■ **Selected extract**
************

LORENZO F. GARCIA, Magistrate Judge.

Introduction

THIS MATTER is before the Court on Claimant, Steve Chavez's ("Chavez"), Motion for Reconsideration, to Stay Enforcement of Judgment, and For a Hearing on the Merits of Claimant's Motion to Set Aside Default Judgment. [Doc. 26.] On January 26, 2012, the United States filed a response [Doc. 31], and on February 17, 2012, Chavez filed a reply [Doc. 34]. After carefully considering the pertinent legal standards and the parties' briefs, the Court concludes that Chavez's motion for reconsideration will be denied.

Chavez's motion for reconsideration argues that the Court's Memorandum Opinion and Order Denying Chavez's Revised Motion to Set Aside Default Judgment and Stay of Execution of Judgment [Doc. 23] contained "several factual errors," and that the decision should be withdrawn. [Doc. 26.] The United States notes first, that Chavez failed to make a good faith request for concurrence before filing his motion, in contravention of D.N.M. LR-Civ 7.1(a).1 Secondly, the United States contends that Chavez cannot meet the requirements to justify reconsideration of the Court's decision under either Fed. R. Civ. P. 59 or 60. Chavez argues in his reply that manifest injustice would result if the Court denied reconsideration.

Procedural Summary

On February 16, 2011, the government filed a Complaint for forfeiture of the amount of $3,172.04. [Doc. 1.] The Complaint was properly served but no Answer was timely filed. [Doc. 8.] On June 15, 2011, the United States moved for default judgment, and the Clerk entered default as to Chavez on June 16, 2011. [Doc. Nos. 7, 11.] On June 20, 2011, the Court granted the motion for default judgment. [Doc. 13.] About four months later, on October 31, 2011, Chavez's attorney filed a notice of appearance and filed a motion to set aside forfeiture and default judgment. [Doc. Nos. 14, 15.] On November 16, 2011, Chavez's attorney amended the motion to set aside default judgment, and that motion was briefed. [Doc. Nos. 16, 17, 21.] The Court denied the motion in a decision issued December 20, 2011. [Doc. 23.] Subsequently, on January 9, 2012, almost a year after the Complaint was filed, Chavez filed an Answer, without having requested or received permission to file the out-of-time Answer. [Doc. 25.] A day later, he filed the present motion for reconsideration. [Doc. 26.] The Court entered an Order on January 11, 2012, striking the Answer. [Doc. 29.]

Because Chavez's attorney now argues that he was unaware of this forfeiture action being filed until "on or about October 17, 2011" [Doc. 26, at 2], the Court points out that Chavez offers inconsistent explanations concerning the date when counsel knew of the forfeiture complaint. In this motion to reconsider, Chavez's attorneys leads one to believe that he had no idea that the February 2011 forfeiture complaint had been filed until mid-October, 2011, at which point, counsel "immediately took action" by filing a motion to set aside the default judgment in late October 2011. [Id.] Yet, in an affidavit filed by Chavez's counsel on October 31, 2011 [Doc. 15, Ex. A, at ¶3], counsel stated—

While I acknowledge my office received a copy of the Complaint for Forfeiture in rem ("Complaint") in this matter on or about March 2, 2011, I was unaware that the Answer which was prepared was never filed with the United States District Court. This apparently occurred due to personnel changes in my office which were taking place at this time.

************

■ **Given information**
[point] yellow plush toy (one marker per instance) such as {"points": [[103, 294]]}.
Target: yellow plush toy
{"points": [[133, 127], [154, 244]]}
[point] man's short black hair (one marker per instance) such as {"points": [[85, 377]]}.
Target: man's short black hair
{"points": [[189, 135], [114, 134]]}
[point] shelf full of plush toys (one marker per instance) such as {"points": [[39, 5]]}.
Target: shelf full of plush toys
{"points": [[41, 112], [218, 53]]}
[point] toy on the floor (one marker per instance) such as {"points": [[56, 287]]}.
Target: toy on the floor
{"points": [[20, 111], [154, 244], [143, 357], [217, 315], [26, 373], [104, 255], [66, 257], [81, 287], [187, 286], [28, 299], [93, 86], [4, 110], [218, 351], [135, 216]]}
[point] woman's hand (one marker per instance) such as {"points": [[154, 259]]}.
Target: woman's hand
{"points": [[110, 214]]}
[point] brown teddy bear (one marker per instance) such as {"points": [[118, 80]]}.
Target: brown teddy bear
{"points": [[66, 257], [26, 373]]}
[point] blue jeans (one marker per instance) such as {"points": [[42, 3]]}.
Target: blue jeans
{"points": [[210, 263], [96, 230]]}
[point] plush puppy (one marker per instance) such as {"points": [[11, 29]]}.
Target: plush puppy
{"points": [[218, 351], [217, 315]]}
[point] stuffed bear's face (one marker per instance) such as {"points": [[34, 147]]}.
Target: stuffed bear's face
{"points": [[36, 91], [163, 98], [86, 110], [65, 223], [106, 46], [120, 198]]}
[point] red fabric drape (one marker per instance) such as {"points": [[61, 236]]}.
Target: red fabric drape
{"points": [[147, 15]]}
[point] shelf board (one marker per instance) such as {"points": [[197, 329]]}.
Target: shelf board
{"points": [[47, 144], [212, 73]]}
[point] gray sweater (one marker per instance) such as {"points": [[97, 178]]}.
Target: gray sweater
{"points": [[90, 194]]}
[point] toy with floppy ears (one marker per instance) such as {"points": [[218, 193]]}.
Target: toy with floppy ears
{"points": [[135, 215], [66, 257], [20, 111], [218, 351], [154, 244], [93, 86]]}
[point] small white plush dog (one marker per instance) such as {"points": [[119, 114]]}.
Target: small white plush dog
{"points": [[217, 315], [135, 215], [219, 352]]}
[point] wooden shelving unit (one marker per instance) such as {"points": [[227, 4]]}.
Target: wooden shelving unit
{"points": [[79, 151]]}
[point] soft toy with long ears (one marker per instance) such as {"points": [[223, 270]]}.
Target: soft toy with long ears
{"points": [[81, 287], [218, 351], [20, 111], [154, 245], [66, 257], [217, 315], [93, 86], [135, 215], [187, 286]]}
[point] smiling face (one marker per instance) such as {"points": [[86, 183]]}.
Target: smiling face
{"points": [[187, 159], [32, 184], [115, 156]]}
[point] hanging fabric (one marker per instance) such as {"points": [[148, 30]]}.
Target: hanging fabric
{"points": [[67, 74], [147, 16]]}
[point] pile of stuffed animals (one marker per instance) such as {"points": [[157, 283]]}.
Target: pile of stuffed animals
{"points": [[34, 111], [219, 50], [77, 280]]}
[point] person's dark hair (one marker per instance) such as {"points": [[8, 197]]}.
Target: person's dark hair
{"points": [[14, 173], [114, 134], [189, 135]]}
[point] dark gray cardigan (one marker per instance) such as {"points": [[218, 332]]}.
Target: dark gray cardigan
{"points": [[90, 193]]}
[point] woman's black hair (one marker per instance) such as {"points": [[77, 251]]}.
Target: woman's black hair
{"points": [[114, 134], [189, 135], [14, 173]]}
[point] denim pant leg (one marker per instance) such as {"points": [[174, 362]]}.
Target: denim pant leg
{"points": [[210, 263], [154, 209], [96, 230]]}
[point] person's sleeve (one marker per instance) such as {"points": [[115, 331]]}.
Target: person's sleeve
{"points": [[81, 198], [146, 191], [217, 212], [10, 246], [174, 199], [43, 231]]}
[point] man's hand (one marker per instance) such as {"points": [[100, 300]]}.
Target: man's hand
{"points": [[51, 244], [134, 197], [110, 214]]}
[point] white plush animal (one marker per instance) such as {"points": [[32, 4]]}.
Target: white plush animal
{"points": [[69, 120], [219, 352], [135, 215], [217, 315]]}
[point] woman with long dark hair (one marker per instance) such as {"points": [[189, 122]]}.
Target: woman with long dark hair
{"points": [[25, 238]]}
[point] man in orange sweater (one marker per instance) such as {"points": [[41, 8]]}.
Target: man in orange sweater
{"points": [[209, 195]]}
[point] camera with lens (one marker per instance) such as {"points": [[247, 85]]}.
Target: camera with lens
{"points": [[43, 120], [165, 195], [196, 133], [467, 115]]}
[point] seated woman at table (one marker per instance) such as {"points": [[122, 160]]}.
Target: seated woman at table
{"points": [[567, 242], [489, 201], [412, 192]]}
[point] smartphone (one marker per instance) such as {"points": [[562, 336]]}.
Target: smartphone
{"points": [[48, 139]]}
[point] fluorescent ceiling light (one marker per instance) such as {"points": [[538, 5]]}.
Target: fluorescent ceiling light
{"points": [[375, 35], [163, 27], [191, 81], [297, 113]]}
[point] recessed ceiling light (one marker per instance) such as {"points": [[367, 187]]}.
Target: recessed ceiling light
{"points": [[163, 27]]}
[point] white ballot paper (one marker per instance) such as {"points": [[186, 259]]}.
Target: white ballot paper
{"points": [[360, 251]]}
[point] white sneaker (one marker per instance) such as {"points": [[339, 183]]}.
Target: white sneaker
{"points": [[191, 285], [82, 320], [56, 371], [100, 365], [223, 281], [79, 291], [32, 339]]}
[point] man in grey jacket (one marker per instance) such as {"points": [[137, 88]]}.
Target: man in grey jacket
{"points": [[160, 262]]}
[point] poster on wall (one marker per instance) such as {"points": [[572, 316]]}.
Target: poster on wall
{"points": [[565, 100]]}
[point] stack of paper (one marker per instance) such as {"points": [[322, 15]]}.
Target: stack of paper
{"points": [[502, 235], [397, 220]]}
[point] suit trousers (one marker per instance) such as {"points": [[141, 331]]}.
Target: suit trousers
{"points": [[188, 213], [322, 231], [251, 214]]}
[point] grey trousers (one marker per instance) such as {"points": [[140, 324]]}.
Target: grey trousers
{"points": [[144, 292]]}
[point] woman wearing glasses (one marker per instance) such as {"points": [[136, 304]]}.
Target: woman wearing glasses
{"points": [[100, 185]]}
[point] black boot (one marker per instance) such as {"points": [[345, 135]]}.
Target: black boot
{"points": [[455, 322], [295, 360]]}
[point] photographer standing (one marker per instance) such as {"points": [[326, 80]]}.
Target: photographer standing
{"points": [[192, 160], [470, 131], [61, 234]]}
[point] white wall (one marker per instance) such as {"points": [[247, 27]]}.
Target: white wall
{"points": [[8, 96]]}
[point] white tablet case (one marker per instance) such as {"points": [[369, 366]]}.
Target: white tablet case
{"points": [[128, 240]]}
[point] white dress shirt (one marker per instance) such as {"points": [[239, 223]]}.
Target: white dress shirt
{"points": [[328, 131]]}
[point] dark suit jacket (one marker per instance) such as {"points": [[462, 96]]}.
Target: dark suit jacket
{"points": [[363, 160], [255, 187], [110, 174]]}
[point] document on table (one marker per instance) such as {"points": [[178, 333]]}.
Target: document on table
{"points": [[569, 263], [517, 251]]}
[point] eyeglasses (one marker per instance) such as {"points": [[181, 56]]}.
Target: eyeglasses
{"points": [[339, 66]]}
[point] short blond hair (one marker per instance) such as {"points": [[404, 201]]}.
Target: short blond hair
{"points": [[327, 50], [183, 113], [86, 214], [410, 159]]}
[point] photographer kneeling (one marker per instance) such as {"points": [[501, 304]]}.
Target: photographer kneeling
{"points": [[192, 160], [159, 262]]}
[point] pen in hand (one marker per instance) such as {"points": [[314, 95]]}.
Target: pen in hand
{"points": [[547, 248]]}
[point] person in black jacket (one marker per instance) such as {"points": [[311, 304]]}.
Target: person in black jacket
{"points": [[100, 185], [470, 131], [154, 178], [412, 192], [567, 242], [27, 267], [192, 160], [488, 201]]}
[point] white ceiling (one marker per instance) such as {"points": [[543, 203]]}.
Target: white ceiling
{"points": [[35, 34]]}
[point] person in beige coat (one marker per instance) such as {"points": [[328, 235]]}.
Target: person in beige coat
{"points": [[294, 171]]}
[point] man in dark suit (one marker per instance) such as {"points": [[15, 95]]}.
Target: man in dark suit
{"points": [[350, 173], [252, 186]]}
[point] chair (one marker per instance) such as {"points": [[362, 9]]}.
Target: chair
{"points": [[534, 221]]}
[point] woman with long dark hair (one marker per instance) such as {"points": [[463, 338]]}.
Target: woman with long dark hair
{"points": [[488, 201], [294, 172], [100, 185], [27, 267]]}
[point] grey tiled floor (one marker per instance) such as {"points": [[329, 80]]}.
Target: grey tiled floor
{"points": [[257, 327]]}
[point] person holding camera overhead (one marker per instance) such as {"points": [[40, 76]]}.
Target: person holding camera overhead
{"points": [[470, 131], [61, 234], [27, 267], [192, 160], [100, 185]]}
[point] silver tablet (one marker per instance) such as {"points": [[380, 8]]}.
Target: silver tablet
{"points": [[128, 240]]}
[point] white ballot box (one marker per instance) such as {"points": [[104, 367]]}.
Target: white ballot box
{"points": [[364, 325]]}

************

■ **What to produce**
Extract the stretch of the forfeiture ruling from "LORENZO F. GARCIA, Magistrate" through "will be denied.", copying it word for word.

■ **Answer below**
LORENZO F. GARCIA, Magistrate Judge.

Introduction

THIS MATTER is before the Court on Claimant, Steve Chavez's ("Chavez"), Motion for Reconsideration, to Stay Enforcement of Judgment, and For a Hearing on the Merits of Claimant's Motion to Set Aside Default Judgment. [Doc. 26.] On January 26, 2012, the United States filed a response [Doc. 31], and on February 17, 2012, Chavez filed a reply [Doc. 34]. After carefully considering the pertinent legal standards and the parties' briefs, the Court concludes that Chavez's motion for reconsideration will be denied.